(Job)
Rewrite the stretch from the line containing "Where can you see the green grass" through the end of the entries, replacing "innermost spot" with "most central point" and leaving everything else unchanged.

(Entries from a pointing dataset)
-------------------------
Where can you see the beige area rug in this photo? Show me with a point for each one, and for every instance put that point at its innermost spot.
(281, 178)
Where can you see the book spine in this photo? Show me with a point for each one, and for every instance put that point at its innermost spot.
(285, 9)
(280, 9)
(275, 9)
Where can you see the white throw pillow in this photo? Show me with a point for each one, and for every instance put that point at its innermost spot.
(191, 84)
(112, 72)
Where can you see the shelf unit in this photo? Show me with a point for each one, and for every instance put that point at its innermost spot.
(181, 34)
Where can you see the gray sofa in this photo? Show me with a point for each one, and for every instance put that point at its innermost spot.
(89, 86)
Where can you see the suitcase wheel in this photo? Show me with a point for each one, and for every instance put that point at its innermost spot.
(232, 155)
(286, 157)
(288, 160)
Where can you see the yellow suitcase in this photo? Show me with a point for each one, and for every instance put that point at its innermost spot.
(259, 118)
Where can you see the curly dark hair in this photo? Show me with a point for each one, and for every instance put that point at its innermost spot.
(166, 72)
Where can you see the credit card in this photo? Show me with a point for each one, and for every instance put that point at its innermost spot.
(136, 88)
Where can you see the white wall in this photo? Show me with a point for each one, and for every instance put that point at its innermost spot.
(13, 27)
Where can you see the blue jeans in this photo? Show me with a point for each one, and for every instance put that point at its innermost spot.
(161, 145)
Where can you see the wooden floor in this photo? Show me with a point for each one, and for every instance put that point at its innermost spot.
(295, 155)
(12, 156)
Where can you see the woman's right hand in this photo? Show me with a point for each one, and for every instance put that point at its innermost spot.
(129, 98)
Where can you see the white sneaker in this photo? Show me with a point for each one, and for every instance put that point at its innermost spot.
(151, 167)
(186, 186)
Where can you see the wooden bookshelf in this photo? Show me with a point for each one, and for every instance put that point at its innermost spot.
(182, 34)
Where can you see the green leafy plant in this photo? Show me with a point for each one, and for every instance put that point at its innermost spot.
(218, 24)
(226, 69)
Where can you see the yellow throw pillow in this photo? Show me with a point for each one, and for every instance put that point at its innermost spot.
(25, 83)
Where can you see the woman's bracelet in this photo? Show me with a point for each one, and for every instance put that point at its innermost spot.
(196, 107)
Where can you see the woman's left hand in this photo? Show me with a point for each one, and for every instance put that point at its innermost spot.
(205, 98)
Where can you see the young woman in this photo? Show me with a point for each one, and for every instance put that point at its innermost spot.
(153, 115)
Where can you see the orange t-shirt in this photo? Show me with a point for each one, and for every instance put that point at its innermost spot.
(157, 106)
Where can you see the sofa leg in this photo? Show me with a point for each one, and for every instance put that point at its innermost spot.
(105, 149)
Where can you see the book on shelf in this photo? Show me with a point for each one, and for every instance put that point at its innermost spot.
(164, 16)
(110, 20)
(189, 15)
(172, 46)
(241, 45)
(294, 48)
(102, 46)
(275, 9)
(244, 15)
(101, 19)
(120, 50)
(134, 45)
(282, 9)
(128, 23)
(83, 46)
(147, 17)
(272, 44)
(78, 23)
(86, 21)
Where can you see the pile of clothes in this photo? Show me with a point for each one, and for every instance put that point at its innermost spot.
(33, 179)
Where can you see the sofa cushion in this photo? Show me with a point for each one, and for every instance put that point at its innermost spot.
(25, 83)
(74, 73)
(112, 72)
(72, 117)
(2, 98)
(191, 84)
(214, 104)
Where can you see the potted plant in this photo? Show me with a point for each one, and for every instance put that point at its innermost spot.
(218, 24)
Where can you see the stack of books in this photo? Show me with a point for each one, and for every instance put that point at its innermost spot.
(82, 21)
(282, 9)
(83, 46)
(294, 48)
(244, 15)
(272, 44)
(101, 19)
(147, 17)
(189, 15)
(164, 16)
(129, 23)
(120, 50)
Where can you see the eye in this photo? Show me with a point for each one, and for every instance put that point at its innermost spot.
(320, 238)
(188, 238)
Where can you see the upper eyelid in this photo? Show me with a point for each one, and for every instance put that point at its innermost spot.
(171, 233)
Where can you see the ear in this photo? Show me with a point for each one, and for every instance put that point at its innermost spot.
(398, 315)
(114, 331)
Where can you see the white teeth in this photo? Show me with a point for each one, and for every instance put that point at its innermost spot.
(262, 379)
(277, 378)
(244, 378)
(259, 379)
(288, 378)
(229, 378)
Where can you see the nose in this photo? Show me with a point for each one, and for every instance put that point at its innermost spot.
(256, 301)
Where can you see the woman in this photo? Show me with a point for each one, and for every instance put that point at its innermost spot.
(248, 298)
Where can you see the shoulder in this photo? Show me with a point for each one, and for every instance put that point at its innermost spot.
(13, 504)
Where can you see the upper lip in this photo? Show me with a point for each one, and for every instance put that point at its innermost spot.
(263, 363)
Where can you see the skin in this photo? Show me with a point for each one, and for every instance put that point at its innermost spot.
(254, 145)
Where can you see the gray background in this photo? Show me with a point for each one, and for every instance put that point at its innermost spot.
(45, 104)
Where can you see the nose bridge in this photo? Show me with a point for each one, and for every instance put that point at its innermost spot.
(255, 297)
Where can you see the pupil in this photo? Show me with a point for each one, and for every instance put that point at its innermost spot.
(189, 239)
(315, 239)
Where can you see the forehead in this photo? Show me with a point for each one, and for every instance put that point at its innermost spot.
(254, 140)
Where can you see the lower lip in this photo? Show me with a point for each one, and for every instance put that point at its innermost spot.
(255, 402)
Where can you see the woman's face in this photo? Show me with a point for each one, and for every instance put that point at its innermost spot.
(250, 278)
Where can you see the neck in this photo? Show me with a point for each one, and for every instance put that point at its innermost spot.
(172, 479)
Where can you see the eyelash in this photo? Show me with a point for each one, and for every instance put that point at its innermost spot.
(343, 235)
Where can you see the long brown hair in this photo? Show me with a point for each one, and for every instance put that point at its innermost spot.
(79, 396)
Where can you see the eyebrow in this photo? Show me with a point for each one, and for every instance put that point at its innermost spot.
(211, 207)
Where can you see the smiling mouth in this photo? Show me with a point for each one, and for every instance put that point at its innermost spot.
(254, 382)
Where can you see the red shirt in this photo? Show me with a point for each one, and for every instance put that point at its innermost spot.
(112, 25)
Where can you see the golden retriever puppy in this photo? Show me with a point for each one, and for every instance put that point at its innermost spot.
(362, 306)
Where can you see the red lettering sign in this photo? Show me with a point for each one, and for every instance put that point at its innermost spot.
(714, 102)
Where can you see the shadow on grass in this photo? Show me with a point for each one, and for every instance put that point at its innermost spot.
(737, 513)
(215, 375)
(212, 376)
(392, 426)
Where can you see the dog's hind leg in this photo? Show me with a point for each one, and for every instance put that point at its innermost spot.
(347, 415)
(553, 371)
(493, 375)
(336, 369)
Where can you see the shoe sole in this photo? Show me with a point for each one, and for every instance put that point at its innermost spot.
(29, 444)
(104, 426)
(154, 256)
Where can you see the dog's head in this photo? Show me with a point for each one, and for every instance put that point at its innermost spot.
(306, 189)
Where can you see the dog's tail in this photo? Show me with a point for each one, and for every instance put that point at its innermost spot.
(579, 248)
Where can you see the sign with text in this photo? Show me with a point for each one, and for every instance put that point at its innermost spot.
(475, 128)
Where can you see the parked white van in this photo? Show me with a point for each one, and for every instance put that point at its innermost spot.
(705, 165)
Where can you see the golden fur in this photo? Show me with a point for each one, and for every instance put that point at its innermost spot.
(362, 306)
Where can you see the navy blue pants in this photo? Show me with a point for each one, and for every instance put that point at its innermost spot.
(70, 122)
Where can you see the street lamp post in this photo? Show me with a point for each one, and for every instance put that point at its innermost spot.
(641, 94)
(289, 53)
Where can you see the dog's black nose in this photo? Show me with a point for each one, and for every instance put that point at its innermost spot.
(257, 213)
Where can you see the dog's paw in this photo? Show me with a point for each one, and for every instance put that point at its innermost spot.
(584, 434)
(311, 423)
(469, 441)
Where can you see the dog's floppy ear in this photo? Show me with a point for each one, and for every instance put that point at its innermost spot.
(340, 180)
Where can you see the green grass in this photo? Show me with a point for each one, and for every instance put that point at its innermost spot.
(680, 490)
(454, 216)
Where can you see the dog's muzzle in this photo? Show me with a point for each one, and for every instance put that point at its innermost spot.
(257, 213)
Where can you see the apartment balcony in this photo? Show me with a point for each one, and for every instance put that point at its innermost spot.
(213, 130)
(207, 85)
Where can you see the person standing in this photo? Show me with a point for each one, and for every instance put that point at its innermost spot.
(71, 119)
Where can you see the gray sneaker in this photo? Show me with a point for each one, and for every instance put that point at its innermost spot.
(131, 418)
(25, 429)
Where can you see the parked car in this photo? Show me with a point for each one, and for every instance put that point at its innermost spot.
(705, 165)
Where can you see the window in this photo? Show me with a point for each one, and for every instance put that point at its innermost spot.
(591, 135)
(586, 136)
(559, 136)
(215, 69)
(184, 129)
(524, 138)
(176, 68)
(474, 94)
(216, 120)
-------------------------
(Output below)
Where can you see the green grass in this photo? Show me with a point for each one, and for every instance put that point at its most central point.
(680, 490)
(454, 216)
Where can you see the dog's muzzle in this photo? Show me with a point for each one, and for every instance put that point at its most central point.
(257, 213)
Where can you see the apartment balcony in this photo? Show me with a point for each one, and for every instance put that point at its most central point.
(213, 130)
(207, 85)
Where can you see the person standing in this photo? Show me with a point for each one, and for every instance put that point at its most central point.
(71, 119)
Where can you see the gray sneaker in this photo? Show me with a point for each one, and for every instance put that point at its most central point.
(131, 418)
(25, 429)
Where can you see the parked car in this photo? Show me with a point for each one, and for every instance put that point at its most central point.
(705, 165)
Where can you see the window in this photo? Show me with a point for each one, and for every instance put that point at its most central point.
(591, 135)
(586, 136)
(559, 136)
(215, 69)
(184, 129)
(524, 138)
(176, 68)
(474, 94)
(216, 120)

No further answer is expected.